(Photo-based referring expression data)
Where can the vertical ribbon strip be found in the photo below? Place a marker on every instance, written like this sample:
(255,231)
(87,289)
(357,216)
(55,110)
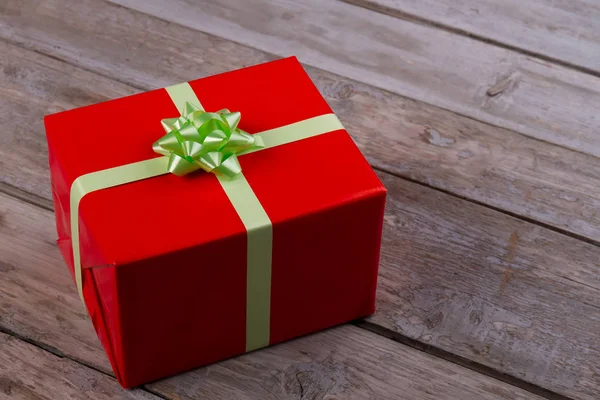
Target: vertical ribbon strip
(256,221)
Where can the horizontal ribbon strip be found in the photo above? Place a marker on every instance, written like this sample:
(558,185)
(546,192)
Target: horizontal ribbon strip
(255,220)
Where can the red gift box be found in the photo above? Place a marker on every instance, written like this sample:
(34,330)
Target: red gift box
(164,259)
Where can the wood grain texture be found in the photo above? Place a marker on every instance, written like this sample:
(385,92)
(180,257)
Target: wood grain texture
(537,98)
(342,363)
(408,138)
(448,279)
(38,301)
(494,289)
(28,372)
(565,30)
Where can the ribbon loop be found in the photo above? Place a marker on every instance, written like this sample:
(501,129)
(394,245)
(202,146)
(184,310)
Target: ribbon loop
(204,140)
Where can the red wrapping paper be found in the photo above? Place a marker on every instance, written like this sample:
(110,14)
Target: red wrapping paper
(166,294)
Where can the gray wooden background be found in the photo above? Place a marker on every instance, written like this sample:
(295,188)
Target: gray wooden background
(482,119)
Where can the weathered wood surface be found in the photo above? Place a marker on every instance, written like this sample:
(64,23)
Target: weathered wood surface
(507,294)
(38,301)
(494,289)
(566,30)
(473,78)
(28,372)
(451,277)
(408,138)
(342,363)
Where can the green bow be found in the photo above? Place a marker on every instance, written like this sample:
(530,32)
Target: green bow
(200,139)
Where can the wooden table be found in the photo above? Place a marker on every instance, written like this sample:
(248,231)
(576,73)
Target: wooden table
(480,116)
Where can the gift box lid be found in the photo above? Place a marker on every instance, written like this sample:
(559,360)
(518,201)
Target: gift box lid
(167,213)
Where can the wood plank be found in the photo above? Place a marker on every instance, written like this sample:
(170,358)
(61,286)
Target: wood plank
(491,288)
(464,75)
(38,301)
(566,31)
(411,139)
(447,279)
(28,372)
(342,363)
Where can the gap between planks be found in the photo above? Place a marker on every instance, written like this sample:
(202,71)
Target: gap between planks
(382,9)
(46,204)
(459,360)
(366,325)
(59,354)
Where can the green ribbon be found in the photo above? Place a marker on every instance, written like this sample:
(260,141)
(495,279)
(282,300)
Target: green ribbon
(212,142)
(206,140)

:: PROBLEM REQUIREMENTS ::
Omit every picture, then write out the entries above exactly.

:: REPLY TO THE TASK ::
Where can the vertical ribbon strip be found in the photo below? Place a marker on every instance, written like this sample:
(255,231)
(87,289)
(357,216)
(55,110)
Target: vertical ribbon strip
(256,221)
Where can the horizontal ribbon strip be found in the photo above? Place a marker on every instance, written like this sample:
(558,185)
(546,192)
Target: horizontal ribbon strip
(255,220)
Where can the red gift box be found in the photo above? Place a marker on every instance, written like this sample:
(34,330)
Target: red gift box
(164,259)
Where can the wood grain texture be found in the photo above? Place a marker on every instance, written like this sample:
(385,92)
(180,257)
Target: wood grain texture
(537,98)
(342,363)
(408,138)
(448,279)
(38,301)
(494,289)
(28,372)
(565,30)
Where can the ribbon loop be found in the photo above? Place a marker on every instance, written like this sample:
(501,129)
(394,245)
(202,146)
(184,310)
Target: ribbon loop
(204,140)
Where can the red wrapping paper be found in the photo above? Place a marker on every instance, written like this sample:
(110,14)
Target: red wrapping paper
(166,294)
Where can the gray wooden background be found in the photo above? Place a marker on every instance, written like this sample:
(295,188)
Target: gray wooden background
(482,119)
Where can the weathered wood surface be found in the photo above? Place a marker on every instance, written like this sample:
(64,23)
Target: weathered wood surface
(507,294)
(38,301)
(494,289)
(566,30)
(473,78)
(28,372)
(451,277)
(408,138)
(342,363)
Where can the green bow be found in the photo above? Place a marker on every instance, written like this sample:
(530,32)
Target: green bow
(200,139)
Where can the wooden table be found in the photo above? Place a marker on every instance, written like this sample:
(248,231)
(576,73)
Target: wooden table
(480,116)
Where can the gift box lid be found in the photo above? Place a marker on every instance, written like this sample:
(559,360)
(518,201)
Target: gift box lid
(167,213)
Where can the wood plank be found in the photo above? Place a marker on every instance, written like this sample:
(170,358)
(61,286)
Target: wood plank
(491,288)
(464,75)
(38,301)
(566,31)
(411,139)
(447,279)
(28,372)
(342,363)
Where can the gap between planks be found in the photo above? Place a marker on every instance, written like this sample:
(202,71)
Target: gap between planks
(382,9)
(46,204)
(459,360)
(366,325)
(59,354)
Where can the green ribbon be found in the photo above? Place a marker on every instance, written like this sample:
(260,141)
(495,279)
(282,300)
Target: green ribbon
(212,142)
(206,140)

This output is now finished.